What needs to be done: Output each entry exactly; skip nothing.

Records drawn from a dataset
-----

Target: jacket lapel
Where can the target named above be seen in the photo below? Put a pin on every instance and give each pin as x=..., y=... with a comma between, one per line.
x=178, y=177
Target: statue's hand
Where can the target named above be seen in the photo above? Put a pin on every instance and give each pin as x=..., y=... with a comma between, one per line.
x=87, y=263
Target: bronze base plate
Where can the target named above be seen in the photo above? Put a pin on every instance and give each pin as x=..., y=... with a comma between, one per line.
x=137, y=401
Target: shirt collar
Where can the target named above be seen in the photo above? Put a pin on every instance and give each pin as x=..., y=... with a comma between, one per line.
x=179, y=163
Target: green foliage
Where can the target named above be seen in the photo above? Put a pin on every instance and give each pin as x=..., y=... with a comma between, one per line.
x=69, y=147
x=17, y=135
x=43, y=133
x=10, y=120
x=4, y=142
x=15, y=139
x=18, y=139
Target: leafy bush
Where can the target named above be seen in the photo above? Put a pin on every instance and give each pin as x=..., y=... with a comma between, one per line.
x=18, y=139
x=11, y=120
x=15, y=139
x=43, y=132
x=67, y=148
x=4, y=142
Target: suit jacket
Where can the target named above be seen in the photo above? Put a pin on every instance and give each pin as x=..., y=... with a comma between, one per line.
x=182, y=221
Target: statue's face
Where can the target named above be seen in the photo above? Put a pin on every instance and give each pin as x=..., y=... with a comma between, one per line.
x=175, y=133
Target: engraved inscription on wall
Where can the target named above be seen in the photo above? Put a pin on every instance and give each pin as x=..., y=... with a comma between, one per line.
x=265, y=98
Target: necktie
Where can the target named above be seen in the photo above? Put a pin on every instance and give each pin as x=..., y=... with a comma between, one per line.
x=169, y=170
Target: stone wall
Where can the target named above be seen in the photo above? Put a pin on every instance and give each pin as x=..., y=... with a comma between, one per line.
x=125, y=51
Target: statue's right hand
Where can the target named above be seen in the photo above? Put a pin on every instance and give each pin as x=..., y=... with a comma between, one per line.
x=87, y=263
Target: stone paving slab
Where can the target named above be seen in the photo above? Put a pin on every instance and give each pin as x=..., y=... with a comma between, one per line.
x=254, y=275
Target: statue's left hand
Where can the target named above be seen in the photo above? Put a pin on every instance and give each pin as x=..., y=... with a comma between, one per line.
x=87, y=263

-----

Answer section:
Target: jacket lapel
Where can the target named above be seen in the photo below? Put a pin on every instance and give each pin as x=..., y=... with a comma between, one per line.
x=178, y=177
Target: statue's hand
Where can the target named above be seen in the photo above? Put a pin on every instance and give each pin as x=..., y=... with a comma between, one per line.
x=87, y=263
Target: bronze base plate
Where can the target named above be seen in the photo above? Put a pin on every instance and give each pin as x=..., y=... with a comma between, one per line.
x=137, y=401
Target: shirt collar
Where can the target named above be seen in the photo above? Put a pin on every instance and give each pin as x=..., y=... with a comma between, one per line.
x=179, y=163
Target: green foliage
Where can the target named above be seen in the photo above? Put a pin on every instance and give each pin as x=..., y=... with a comma between, one per line.
x=69, y=147
x=17, y=135
x=43, y=133
x=10, y=120
x=4, y=142
x=15, y=139
x=18, y=139
Target: leafy bush
Where can the target named above be seen in the photo above? Put a pin on every instance and give each pin as x=..., y=... with a comma between, one per line.
x=18, y=139
x=11, y=120
x=15, y=139
x=43, y=132
x=67, y=148
x=4, y=142
Target: suit jacket
Where can the target named above be seen in the photo above? Put a pin on every instance and give each pin as x=..., y=... with a comma between, one per line.
x=182, y=221
Target: statue's face
Where can the target named above be seen in the photo above? Put a pin on every instance and give each pin as x=..., y=... with a comma between, one per line.
x=175, y=133
Target: engraved inscription on wall
Where can the target named above be seen in the photo above? Put a pin on every instance and give each pin as x=..., y=... with a comma between, one per line.
x=265, y=98
Target: necktie
Where can the target named above be seen in the photo above? Put a pin on every instance and give each pin as x=..., y=... with a comma between, one per line.
x=169, y=170
Target: stone wall
Where can the target named above be seen in the photo above? Put a pin on every instance and give each pin as x=..., y=... with a comma between, one per line.
x=125, y=51
Target: statue's right hand
Where can the target named above be seen in the photo above? Put a pin on every instance and give each pin as x=..., y=... with a comma between, one per line.
x=87, y=263
Target: stone paving slab
Where can the target named above be seen in the photo above? Put a pin on every instance and give each pin as x=..., y=... with a comma between, one per line.
x=254, y=275
Target: statue's left hand
Where can the target named above be seen in the photo above? Put a pin on every instance and give each pin as x=..., y=... with a comma between, one per line.
x=87, y=263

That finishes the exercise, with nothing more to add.